> _DIRECTIONS_
a – In the Muhlenberg commencement passage, which organization has Dr. Robert Loeffler served with?
b – From the Muhlenberg commencement passage, extract the text starting at "When it comes" and ending at "of previous speakers.".
c – Write what comes next in the Muhlenberg commencement passage, picking up after its final sentence.

When it comes to most aspects of Muhlenberg College, its history is long and varied. The same is especially true in regards to commencement speakers at graduation. It was recently announced that when the class of 2018 dons their caps and gowns, they will listen to a commencement address from Dr. Robert Loeffler. Dr. Loeffler is a Muhlenberg alum and has served with Doctors Without Borders and aided in the Haitian earthquake relief efforts. Though the content of his speech is yet unknown, it will likely follow a pattern of previous speakers.

> _RECORD EXTRACTS_

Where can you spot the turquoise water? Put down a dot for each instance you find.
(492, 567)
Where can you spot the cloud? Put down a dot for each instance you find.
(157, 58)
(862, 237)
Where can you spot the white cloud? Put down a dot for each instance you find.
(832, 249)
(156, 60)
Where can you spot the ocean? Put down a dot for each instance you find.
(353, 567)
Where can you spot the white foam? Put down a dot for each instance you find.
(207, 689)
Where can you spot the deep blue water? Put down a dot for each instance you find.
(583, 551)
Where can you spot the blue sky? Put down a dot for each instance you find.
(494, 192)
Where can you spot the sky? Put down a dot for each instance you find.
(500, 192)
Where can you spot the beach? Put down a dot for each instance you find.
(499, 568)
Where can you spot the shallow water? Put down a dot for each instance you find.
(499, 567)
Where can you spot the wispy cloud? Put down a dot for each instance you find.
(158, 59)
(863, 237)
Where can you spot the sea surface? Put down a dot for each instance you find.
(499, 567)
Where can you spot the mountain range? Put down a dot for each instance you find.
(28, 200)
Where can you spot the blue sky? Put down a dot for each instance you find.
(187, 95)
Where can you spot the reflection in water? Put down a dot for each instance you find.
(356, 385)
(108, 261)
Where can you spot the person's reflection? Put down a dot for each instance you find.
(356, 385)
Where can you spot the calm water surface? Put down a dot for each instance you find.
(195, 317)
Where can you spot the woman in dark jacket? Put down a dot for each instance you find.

> _RESPONSES TO THE TASKS_
a – Doctors Without Borders

b –
When it comes to most aspects of Muhlenberg College, its history is long and varied. The same is especially true in regards to commencement speakers at graduation. It was recently announced that when the class of 2018 dons their caps and gowns, they will listen to a commencement address from Dr. Robert Loeffler. Dr. Loeffler is a Muhlenberg alum and has served with Doctors Without Borders and aided in the Haitian earthquake relief efforts. Though the content of his speech is yet unknown, it will likely follow a pattern of previous speakers.

c –
The role of a commencement speaker at graduation is one of great importance. Not only do they give a speech to the soon to be graduates, but they also reflect the time in which they are speaking. Though their words are ones of encouragement, they also mirror the sentiments of the current time and bridge a gap between Muhlenberg and the outside world. An early instance of this is seen in the commencement speaker for the class of 1930, the Honorable Senator James John Davis. Davis was the Secretary of Labor under presidents Harding and Coolidge. For those of you who slept through history class, the Great Depression, which many believed was caused by the ill-informed policy of Coolidge, had just begun less than a year prior to Davis’ speech. Though no record of his content exists, it is clear that Seator Davis was chosen not only for his fame, but also for his direct connection to the current political climate.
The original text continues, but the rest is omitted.